▶ [WORK TASK]:
Would you write out the entries again, exactly as they are, but without images?

Segment Start: DATA SHOWN

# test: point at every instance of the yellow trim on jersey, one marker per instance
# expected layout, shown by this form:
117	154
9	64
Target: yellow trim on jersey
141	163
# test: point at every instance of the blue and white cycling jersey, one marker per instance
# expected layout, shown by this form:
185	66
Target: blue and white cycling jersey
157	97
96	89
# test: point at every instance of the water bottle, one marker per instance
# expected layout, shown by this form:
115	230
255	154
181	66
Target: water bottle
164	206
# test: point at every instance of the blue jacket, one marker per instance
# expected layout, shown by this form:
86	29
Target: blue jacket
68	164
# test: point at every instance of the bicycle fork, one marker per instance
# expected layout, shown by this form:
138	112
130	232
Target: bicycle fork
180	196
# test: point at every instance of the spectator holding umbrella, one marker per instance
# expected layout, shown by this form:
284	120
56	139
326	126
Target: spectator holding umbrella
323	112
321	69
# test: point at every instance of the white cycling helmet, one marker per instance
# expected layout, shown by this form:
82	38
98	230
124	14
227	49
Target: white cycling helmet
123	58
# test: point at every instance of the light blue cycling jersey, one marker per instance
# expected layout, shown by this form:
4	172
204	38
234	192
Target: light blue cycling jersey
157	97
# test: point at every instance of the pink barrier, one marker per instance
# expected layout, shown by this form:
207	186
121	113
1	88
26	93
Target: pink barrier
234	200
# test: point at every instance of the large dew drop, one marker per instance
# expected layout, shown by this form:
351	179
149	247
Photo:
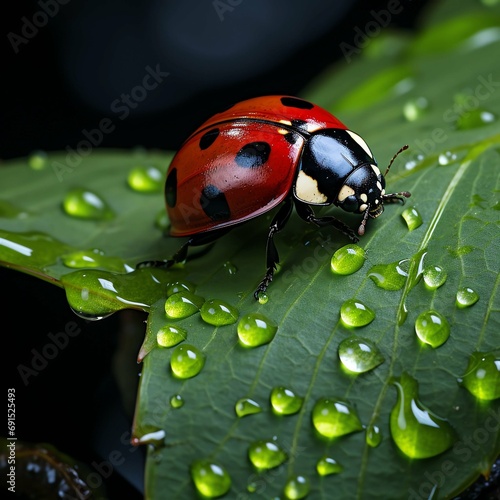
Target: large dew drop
333	418
359	355
417	432
482	375
210	478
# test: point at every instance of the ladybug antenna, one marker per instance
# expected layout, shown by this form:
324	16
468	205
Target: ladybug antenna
361	228
401	149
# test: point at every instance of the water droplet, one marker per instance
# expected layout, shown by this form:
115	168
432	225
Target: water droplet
284	401
38	160
176	401
447	157
359	355
230	268
333	418
246	406
373	436
255	329
94	258
180	286
348	259
415	108
186	361
466	297
390	276
218	313
266	454
183	304
145	179
412	218
355	313
210	478
297	487
474	119
417	432
434	277
85	204
170	335
327	465
432	328
482	375
262	297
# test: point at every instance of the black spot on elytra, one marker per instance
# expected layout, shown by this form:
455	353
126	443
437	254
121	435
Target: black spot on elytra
214	203
253	155
171	188
208	138
293	102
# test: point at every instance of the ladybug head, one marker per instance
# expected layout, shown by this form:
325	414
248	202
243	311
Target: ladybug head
364	192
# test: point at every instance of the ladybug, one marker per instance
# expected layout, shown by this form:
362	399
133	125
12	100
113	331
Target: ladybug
265	152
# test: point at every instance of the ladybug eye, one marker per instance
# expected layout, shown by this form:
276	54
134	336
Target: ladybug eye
350	204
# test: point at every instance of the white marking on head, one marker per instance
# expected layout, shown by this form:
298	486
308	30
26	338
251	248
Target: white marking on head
306	189
344	192
361	142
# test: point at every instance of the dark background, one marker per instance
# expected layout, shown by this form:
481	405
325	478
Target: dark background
63	79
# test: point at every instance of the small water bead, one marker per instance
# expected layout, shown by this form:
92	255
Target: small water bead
432	328
170	335
373	436
145	179
466	297
210	478
415	108
356	314
412	218
284	401
255	329
482	376
297	487
434	277
359	355
390	276
348	259
176	401
186	361
246	406
474	119
84	204
266	454
218	313
417	432
183	304
38	160
180	286
328	465
333	418
230	268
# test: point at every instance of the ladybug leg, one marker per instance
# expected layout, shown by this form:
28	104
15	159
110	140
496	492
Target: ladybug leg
306	212
272	257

Segment End: DATA SHOWN

▶ [TASK SOLUTION]:
# test: point at every instance of the yellow trim on jersey, one marker per instance
# expected layout, shown by this form:
117	154
9	64
Target: yellow trim on jersey
141	163
# test: point at every instance of the blue and white cycling jersey, one marker per instance
# expected layout, shown by this form:
185	66
Target: blue and white cycling jersey
157	97
96	89
# test: point at every instance of the water bottle, one marker per instance
# expected layout, shown by this form:
115	230
255	154
181	66
Target: water bottle
164	206
# test: point at every instance of the blue jacket, one marker per instance
# expected layout, shown by this form:
86	29
Target: blue jacket
68	164
# test: point at every instance of the bicycle fork, one marker per instance
# expected layout, shown by this form:
138	112
130	232
Target: bicycle fork
180	196
# test: point at every instance of the spectator holding umbrella, one marker per instance
# expected layout, shown by this form:
284	120
56	139
326	126
Target: spectator holding umbrella
323	112
321	69
# test: point at every instance of the white cycling helmet, one marker per instance
# expected layout, shown by this form:
82	38
98	230
124	14
227	49
Target: white cycling helmet
123	58
# test: point at every instance of the light blue cycling jersey, one marker per instance
# expected layout, shown by this form:
4	172
204	38
234	192
Target: light blue cycling jersey
157	97
# test: point at every instance of the pink barrier, one marker per instance
# expected layout, shown by this form:
207	186
121	113
1	88
26	93
Target: pink barrier
234	200
# test: point at every instance of the large dew drop, one marker per instance
# expected layout, shown by this form:
351	179
149	247
Photo:
Target: large dew drop
333	418
359	355
417	432
482	375
210	478
# test: point at every instance of the ladybug antenna, one marker per instance
# expected layout, shown by this form:
324	16
468	205
Target: ladybug antenna
361	228
401	149
# test: point at every instance of the water droplet, one marker per instance
# expected layout, shown by this form:
115	168
432	225
Target: water droplet
284	401
38	160
176	401
447	157
359	355
230	268
333	418
246	406
373	436
255	329
94	258
180	286
348	259
415	108
186	361
466	297
390	276
218	313
266	454
183	304
145	179
412	218
355	313
210	478
297	487
474	119
417	432
434	277
85	204
170	335
327	465
432	328
482	375
262	297
# test: point at every instance of the black spot on elytra, one marker per instance
# expected layout, shown by this form:
455	353
126	443
437	254
121	435
Target: black spot on elytra
214	203
253	155
171	188
208	138
293	102
# test: point at every instance of the ladybug head, one marker per instance
# expected layout, shown by this form:
325	414
248	202
243	311
Target: ladybug head
364	192
# test: point at every instance of the ladybug, one marker per instance
# expected layout, shown by this form:
362	399
133	125
12	100
113	331
Target: ladybug
265	152
# test: point at every instance of the ladybug eye, one marker per instance
# expected layout, shown by this form:
276	54
134	336
Target: ladybug eye
350	204
# test: point at every instance of the white marking on head, one marker per instance
# expected layout, shown by this form:
298	486
308	30
26	338
251	248
Target: white marking on head
306	189
344	192
361	142
# test: point at every instance of the dark background, one marker per instance
# expected layout, shown by this form:
481	405
325	478
Target: dark background
63	79
# test: point at every instance of the small water bead, one marker per instance
# expected layout, shown by this form:
92	255
Target: small water bead
432	328
170	335
373	436
145	179
466	297
210	478
415	108
356	314
412	218
284	401
255	329
482	376
297	487
434	277
359	355
390	276
348	259
176	401
186	361
246	406
474	119
84	204
266	454
218	313
417	432
183	304
38	160
180	286
328	465
333	418
230	268
# test: point at every instance of the ladybug leg, one marker per instance
# expected layout, shown by this form:
28	104
15	159
110	140
496	492
Target: ladybug leg
306	212
272	257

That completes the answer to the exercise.